:: Given passage ::
══════════

"When you get those rare moments of clarity, those flashes when the universe makes sense, you try desperately to hold on to them. They are the life boats for the darker times, when the vastness of it all, the incomprehensible nature of life is completely illusive. So the question becomes, or should have been all a long... What would you do if you knew you only had one day, or one week, or one month to live. What life boat would you grab on to? What secret would you tell? What band would you see? What person would you declare your love to? What wish would you fulfill? What exotic locale would you fly to for coffee? What book would you write?"
Friday, November 5, 2010
We're Not Nurses Yet!
Anyway, yesterday was our clinical and I was one of the two scheduled students to have 2 patients for the day. Although it sounds scary (and it is) for the nursing student, it really is no big deal at all because when the real world is here, I'll be having 6-8 patients per day. 2 would be a walk in the park. But it's not when you're a student.
When I work as an aide, I am very very busy, usually with anywhere between 15-30 patients to be responsible for their safety, overall wellness, attend to their needs...there is rarely a quiet moment. So when I have a patient that has an IV that is beeping and it is bothering them, or I have a patient that is requesting pain meds and wants them right away, I go tell the nurse, who is usually busy with something else. Usually it takes them a long time to attend to "small" matters such as this and I used to think to myself, what is possibly taking them so long? This patient is calling me into the room every 10 minutes and is getting angrier each time.
Now I understand. Now I understand the frustration nurses feel when they are 3 hours into their shift and they have not yet met their 4th or 5th patient yet.
Yesterday we started on the floor at 8am and I got report. My first patient is a middle aged man, with knee replacement , that is threatening to leave AMA (against medical advice) if he does not get adequate pain relief. I also learned that he spent the night crying. I also learned that he is on methadone treatment which is used for taking patients off addictions to heroin or strong opiates. We were giving him pain relief, strong pain relief for the average you-and-me. But he had a significantly higher tolerance and wanted far more than clinically advised for anyone. I've seen this same case - a lot- and it is always an ethical debate. So he was more of my psychological, therapeutic communication need case.

══════════

:: Extracted material ::
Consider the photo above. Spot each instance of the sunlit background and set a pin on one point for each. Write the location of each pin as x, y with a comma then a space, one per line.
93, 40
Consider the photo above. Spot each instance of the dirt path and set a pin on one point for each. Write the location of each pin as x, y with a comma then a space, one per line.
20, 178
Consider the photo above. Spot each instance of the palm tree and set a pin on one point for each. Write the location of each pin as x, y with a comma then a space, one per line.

══════════

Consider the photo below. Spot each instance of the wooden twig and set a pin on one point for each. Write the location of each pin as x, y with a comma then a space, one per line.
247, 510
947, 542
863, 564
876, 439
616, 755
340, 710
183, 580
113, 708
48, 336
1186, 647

══════════

Please quote everything from "Anyway, yesterday was" down to "you're a student." in the nursing clinical post, word for word.

:: The answer ::
Anyway, yesterday was our clinical and I was one of the two scheduled students to have 2 patients for the day. Although it sounds scary (and it is) for the nursing student, it really is no big deal at all because when the real world is here, I'll be having 6-8 patients per day. 2 would be a walk in the park. But it's not when you're a student.